> **Stated goal**
Resume the passage below on cats' tails and how cats communicate, writing on from its final question about tailless cats.

Tails communicate, too. They may possibly help a cat right itself in midair, but they aren’t for balancing with; they’re for conversation, like a dog’s tail. The vertebrae of the cat, from skull to tail tip, are flexibly connected so the cat can contract and expand its length, curve its back upward as well as down, or ripple it along the spinal line, and my mother’s cat Tadger can roll up his tail like a stuffed anchovy. The language of the tail raises questions about the tailless cats that turn up here and there through history; are they semimute in the cat world, or have they found another, invisible way to communicate, maybe with a wider range of scents?

> **Material**
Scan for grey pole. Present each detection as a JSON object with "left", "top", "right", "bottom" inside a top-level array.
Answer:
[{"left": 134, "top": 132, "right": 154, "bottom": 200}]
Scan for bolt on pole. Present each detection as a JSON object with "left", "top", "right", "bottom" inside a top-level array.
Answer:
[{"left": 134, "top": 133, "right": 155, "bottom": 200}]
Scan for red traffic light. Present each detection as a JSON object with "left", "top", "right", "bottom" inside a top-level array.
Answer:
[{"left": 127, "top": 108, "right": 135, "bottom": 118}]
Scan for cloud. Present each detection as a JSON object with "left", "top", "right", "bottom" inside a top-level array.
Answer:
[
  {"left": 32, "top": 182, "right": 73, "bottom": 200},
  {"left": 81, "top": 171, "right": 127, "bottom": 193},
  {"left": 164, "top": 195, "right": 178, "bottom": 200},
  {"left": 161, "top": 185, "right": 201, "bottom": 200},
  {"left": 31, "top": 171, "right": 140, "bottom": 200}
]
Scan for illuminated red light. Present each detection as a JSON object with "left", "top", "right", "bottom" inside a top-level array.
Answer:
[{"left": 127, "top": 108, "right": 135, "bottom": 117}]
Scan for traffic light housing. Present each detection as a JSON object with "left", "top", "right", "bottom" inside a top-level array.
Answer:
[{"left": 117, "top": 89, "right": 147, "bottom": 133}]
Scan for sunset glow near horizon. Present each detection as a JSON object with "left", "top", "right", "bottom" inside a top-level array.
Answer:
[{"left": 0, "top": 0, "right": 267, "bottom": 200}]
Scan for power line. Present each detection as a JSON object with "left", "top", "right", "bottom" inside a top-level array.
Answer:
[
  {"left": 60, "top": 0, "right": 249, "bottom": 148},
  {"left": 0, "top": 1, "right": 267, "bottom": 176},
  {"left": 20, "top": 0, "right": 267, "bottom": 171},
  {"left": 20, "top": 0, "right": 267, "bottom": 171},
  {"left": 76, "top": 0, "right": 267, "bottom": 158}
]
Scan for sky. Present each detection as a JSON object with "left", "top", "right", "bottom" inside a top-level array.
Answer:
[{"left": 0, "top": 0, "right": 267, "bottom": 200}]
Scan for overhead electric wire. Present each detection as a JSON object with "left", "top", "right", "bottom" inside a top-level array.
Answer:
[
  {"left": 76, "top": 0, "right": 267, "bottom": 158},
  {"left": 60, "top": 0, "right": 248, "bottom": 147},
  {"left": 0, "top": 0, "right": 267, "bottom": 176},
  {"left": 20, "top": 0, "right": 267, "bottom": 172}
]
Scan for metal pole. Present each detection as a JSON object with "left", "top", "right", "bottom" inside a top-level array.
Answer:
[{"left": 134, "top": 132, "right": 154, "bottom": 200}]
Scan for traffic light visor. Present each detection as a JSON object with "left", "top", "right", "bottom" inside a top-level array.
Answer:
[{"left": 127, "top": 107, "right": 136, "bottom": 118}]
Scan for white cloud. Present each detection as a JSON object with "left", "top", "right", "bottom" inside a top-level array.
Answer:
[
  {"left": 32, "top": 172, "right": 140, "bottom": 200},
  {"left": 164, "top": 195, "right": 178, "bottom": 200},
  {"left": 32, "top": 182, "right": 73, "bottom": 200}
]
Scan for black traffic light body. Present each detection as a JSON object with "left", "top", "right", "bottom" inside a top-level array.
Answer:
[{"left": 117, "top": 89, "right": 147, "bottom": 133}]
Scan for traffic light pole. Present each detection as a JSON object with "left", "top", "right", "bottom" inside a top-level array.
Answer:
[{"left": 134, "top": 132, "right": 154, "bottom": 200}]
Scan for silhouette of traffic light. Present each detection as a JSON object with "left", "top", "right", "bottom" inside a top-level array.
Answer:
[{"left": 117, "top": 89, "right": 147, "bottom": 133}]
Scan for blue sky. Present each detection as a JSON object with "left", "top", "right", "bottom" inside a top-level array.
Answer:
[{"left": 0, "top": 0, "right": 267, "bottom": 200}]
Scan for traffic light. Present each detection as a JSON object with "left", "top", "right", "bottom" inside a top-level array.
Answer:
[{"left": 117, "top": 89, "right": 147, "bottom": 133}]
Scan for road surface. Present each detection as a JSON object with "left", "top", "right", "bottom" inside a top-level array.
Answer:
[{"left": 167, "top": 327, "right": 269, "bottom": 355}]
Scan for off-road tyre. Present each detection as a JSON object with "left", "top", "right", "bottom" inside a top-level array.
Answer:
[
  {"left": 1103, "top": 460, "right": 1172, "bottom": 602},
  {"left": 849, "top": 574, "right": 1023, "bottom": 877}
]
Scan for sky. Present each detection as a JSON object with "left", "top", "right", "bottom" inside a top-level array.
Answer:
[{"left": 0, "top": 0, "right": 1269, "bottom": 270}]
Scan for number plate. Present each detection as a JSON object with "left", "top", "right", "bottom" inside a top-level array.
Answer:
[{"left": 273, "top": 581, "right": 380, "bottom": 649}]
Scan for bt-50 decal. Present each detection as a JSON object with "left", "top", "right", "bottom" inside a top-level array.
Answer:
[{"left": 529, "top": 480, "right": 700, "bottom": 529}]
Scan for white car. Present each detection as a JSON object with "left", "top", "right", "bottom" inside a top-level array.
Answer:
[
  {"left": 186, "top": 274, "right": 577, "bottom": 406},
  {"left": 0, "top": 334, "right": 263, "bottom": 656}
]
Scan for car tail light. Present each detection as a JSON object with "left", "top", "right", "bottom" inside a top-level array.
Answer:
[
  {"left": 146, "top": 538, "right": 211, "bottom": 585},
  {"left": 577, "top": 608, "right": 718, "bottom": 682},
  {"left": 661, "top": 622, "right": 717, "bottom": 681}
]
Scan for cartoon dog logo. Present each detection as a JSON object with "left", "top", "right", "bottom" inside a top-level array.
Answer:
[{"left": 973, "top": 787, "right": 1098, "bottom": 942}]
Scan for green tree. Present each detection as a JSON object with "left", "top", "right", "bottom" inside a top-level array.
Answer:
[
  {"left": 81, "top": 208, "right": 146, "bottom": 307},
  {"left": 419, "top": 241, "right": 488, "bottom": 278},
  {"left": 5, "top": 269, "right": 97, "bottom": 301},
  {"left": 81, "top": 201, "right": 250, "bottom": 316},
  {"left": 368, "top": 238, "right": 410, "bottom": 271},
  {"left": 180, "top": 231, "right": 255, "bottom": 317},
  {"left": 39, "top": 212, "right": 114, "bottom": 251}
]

> **Answer to the exercise**
A kitten running to greet its mother carries the tail straight up but relaxed at the end, so the tip flutters like a waved hand. In later life it will use this position to greet its human and to trot in to dinner. Put the dish on the floor, and if the food is acceptable the tail drops slowly until it lies straight out and flat on the floor, ready to be stepped on, while the cat eats. If the food is no good the tail drops only to half mast while the cat makes scratching motions on the floor around the dish, meaning that this smells so foul that it will bring enemies from far and wide unless we bury it, or, metaphorically, this shit belongs in the litter box. Some sources maintain that the cat is trying to bury it for safekeeping, to return for it later, but my cats never go back.

The fluffed tail held up stiff clear to the tip is a threat; up and arched forward it’s defensive. Then there’s the inverted U, an anxious sign seen in the pursued cat during a rough game of tag, and the fluffed inverted U, half offense, half defense.

These matters are pretty well standardized, though as usual with cats, not universal; I knew a pair of white cats who always carried their tails resting comfortably between their ears, and what other cats made of this unorthodoxy I can’t imagine. Turkish Angoras do the same, and presumably understand each other.

Fur and tail combined with the hundred variations of body posture, of ears, whiskers, pupil dilation, and verbal comments make up an intercat vocabulary not demonstrably smaller than that of the average American high school student. Making friends is another matter.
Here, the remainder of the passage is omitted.